### Problem to work on:
Reproduce the listing word for word. Skip any image.

### Image location labeling entries:
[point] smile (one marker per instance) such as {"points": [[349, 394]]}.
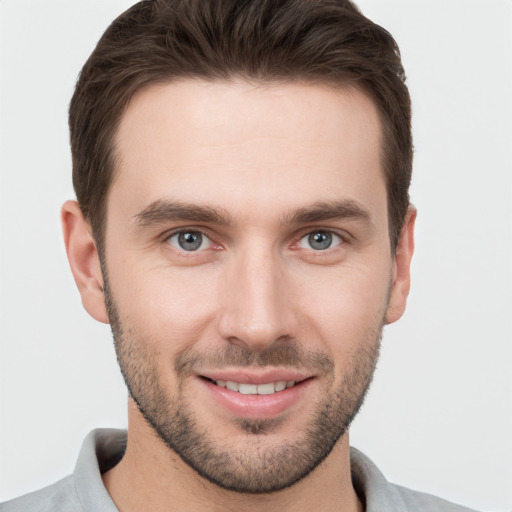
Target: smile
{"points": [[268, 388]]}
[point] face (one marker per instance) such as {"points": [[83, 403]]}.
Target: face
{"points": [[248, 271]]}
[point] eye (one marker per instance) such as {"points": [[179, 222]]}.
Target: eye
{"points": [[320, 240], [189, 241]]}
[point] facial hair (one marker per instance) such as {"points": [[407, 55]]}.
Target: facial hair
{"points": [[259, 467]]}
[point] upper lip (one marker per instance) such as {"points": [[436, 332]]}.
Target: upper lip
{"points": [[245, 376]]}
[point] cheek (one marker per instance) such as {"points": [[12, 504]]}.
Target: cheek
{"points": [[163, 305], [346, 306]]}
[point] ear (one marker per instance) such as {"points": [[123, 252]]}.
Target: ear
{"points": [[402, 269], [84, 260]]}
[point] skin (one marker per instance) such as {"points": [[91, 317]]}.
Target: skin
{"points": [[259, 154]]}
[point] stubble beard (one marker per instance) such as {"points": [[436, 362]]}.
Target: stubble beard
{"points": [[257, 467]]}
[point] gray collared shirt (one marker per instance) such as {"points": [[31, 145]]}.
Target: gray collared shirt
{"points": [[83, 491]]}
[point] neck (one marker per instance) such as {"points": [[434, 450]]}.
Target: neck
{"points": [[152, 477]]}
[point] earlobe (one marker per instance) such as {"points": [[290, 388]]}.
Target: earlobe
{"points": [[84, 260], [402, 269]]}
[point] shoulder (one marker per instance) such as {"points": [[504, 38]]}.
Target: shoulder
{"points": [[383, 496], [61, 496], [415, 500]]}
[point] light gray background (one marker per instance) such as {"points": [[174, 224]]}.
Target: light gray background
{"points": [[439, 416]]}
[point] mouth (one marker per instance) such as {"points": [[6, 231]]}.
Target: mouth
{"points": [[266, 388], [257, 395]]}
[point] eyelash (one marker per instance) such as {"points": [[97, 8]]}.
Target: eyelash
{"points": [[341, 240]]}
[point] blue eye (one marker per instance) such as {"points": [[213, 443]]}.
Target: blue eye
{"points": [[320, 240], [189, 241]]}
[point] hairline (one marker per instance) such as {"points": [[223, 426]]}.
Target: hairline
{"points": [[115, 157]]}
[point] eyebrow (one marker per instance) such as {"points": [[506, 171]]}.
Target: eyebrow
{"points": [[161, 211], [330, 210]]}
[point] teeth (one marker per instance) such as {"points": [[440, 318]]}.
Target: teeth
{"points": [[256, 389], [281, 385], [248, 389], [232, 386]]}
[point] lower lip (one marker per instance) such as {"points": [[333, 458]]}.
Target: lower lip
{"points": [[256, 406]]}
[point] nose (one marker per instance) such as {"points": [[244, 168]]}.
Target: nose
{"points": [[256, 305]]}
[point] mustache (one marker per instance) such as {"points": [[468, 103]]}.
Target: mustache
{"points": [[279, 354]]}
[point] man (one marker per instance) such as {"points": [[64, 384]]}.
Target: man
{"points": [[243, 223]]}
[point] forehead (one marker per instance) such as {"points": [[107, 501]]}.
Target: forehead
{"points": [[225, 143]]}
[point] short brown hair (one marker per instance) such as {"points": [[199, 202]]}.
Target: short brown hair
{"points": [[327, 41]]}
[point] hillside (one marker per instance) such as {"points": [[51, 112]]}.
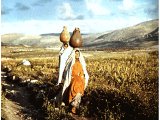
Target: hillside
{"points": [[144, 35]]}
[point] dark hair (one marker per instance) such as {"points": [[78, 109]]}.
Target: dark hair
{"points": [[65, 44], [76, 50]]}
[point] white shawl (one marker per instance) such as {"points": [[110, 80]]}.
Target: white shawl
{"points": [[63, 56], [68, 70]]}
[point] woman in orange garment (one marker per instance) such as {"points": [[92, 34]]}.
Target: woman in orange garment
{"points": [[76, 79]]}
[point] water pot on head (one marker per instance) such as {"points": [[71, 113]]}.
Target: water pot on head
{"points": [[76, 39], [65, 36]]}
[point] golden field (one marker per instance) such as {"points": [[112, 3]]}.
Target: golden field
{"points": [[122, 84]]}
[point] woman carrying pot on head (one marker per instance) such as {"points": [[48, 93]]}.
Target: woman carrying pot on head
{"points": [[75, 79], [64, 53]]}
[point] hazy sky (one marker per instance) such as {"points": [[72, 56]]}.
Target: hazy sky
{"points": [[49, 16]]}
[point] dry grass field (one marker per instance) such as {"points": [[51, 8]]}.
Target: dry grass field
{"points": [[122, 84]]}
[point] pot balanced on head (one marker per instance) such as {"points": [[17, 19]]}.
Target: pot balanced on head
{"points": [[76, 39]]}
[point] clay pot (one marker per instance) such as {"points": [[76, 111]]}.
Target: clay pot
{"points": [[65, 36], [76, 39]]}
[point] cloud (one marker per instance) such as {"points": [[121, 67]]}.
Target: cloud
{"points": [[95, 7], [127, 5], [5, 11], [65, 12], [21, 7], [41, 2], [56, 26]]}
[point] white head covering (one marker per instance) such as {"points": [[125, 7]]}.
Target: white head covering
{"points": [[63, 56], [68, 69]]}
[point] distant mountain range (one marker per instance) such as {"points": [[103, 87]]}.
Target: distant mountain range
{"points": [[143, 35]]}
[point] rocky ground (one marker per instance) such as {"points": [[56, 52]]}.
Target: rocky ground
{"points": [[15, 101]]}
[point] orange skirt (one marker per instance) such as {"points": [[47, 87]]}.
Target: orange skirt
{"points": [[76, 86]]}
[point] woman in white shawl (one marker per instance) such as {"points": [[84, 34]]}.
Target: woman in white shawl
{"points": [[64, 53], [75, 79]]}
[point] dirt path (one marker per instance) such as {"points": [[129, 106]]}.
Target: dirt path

### Full output:
[point] smile (one marker per instance) such as {"points": [[349, 394]]}.
Target: smile
{"points": [[268, 388]]}
[point] face (one marker per instance) such as {"points": [[83, 403]]}.
Target: face
{"points": [[248, 271]]}
[point] eye (one marker per instance) such as {"points": [[179, 222]]}.
Target: eye
{"points": [[320, 240], [189, 241]]}
[point] facial hair (one marker per instance) such as {"points": [[407, 55]]}.
Target: facial hair
{"points": [[259, 467]]}
[point] upper lip (one marker per instance) such as {"points": [[436, 332]]}.
Target: upper lip
{"points": [[245, 376]]}
[point] cheek (one marker per instance) such as {"points": [[12, 504]]}.
Target: cheek
{"points": [[163, 305], [346, 306]]}
[point] ear (one marker per instance) such as {"points": [[123, 252]]}.
Target: ear
{"points": [[402, 269], [84, 260]]}
[point] skin (one marker per instance) such as {"points": [[91, 317]]}.
Target: skin
{"points": [[259, 154]]}
[point] stubble beard (one marker per instance) such as {"points": [[436, 362]]}.
Target: stubble beard
{"points": [[257, 467]]}
[point] gray collared shirt (one marker per instance) such as {"points": [[31, 145]]}.
Target: gray collared shirt
{"points": [[83, 491]]}
[point] neck (one marker per instance) such as {"points": [[434, 450]]}.
Target: neck
{"points": [[152, 477]]}
[point] earlobe (one marker per instance) such as {"points": [[290, 388]]}.
Target: earlobe
{"points": [[84, 260], [402, 269]]}
[point] shoulder (one marker per instance) such as {"points": [[504, 38]]}.
Target: shoulder
{"points": [[383, 496], [61, 496], [415, 500]]}
[point] light gray background (one marker per instance) such as {"points": [[174, 224]]}.
Target: light gray background
{"points": [[439, 416]]}
[point] mouth (one marker per instance) such as {"points": [[6, 231]]}.
Target: mouth
{"points": [[266, 388], [257, 395]]}
[point] eyelash (one marker per instance) such as {"points": [[97, 8]]}.
Target: eyelash
{"points": [[341, 240]]}
[point] blue eye (one marker per instance) such as {"points": [[213, 443]]}.
Target: blue eye
{"points": [[320, 240], [189, 241]]}
[point] hairline (one marker per instance) such as {"points": [[223, 426]]}.
Target: hairline
{"points": [[115, 157]]}
[point] eyebrow (one marker per instance) such as {"points": [[506, 171]]}.
Target: eyebrow
{"points": [[161, 211], [330, 210]]}
[point] teeth (one marker per instance) such as {"points": [[440, 318]]}.
Target: teeth
{"points": [[256, 389], [281, 385], [248, 389], [232, 386]]}
[point] lower lip (one marker per instance) such as {"points": [[333, 458]]}.
Target: lower lip
{"points": [[256, 406]]}
[point] nose (one marker per instance) such as {"points": [[244, 168]]}.
Target: nose
{"points": [[256, 305]]}
[point] mustache (one marker per instance) such as {"points": [[468, 103]]}.
Target: mustache
{"points": [[279, 354]]}
[point] man (one marker per instance) such as {"points": [[64, 384]]}.
Target: man
{"points": [[243, 223]]}
[point] forehead (one marker per instance) such as {"points": [[107, 501]]}.
Target: forehead
{"points": [[225, 143]]}
[point] short brown hair (one marker per instance) such as {"points": [[199, 202]]}.
Target: short brown hair
{"points": [[327, 41]]}
[point] hillside (one marker per instance) such as {"points": [[51, 112]]}.
Target: hillside
{"points": [[144, 35]]}
[point] dark hair (one marker per instance) such as {"points": [[78, 109]]}.
Target: dark hair
{"points": [[65, 44], [76, 50]]}
[point] white shawl (one marker per instance) such as {"points": [[110, 80]]}.
Target: white shawl
{"points": [[63, 56], [68, 70]]}
[point] woman in orange garment (one marker per instance) such as {"points": [[92, 34]]}.
Target: woman in orange garment
{"points": [[76, 79]]}
[point] water pot on head (one marker per instance) such as {"points": [[71, 113]]}.
Target: water pot on head
{"points": [[76, 39], [65, 36]]}
[point] golden field (one marker per instance) such as {"points": [[112, 3]]}.
Target: golden field
{"points": [[122, 84]]}
[point] woman carrying pot on head (one marker per instance) such as {"points": [[48, 93]]}.
Target: woman carrying pot on head
{"points": [[75, 79], [64, 53]]}
[point] hazy sky (one marker per instance) such as {"points": [[72, 56]]}.
Target: hazy sky
{"points": [[49, 16]]}
[point] dry grass field (one marker per instance) such as {"points": [[51, 8]]}.
Target: dry grass field
{"points": [[122, 84]]}
[point] pot balanced on head (one marker per instance) such as {"points": [[17, 19]]}.
Target: pot balanced on head
{"points": [[76, 39]]}
[point] clay pot (one marker per instance) such as {"points": [[76, 111]]}.
Target: clay pot
{"points": [[65, 36], [76, 39]]}
[point] cloud (one marker per instance) such as {"points": [[121, 67]]}.
Target: cloud
{"points": [[95, 7], [127, 5], [5, 11], [65, 12], [21, 7], [41, 2], [56, 26]]}
[point] white head covering (one marker per instance) such as {"points": [[125, 7]]}.
Target: white head covering
{"points": [[63, 56], [68, 69]]}
[point] distant mountain range (one marker per instance) such as {"points": [[103, 87]]}.
Target: distant mountain range
{"points": [[143, 35]]}
[point] rocky ground (one marker per instance) such as {"points": [[56, 52]]}.
Target: rocky ground
{"points": [[15, 101]]}
[point] orange skirt (one marker per instance) such as {"points": [[47, 87]]}.
Target: orange skirt
{"points": [[76, 86]]}
[point] woman in white shawl (one marker per instance) such as {"points": [[84, 34]]}.
Target: woman in white shawl
{"points": [[64, 53], [75, 79]]}
[point] dirt path (one marker per instance) such as {"points": [[129, 106]]}.
Target: dirt path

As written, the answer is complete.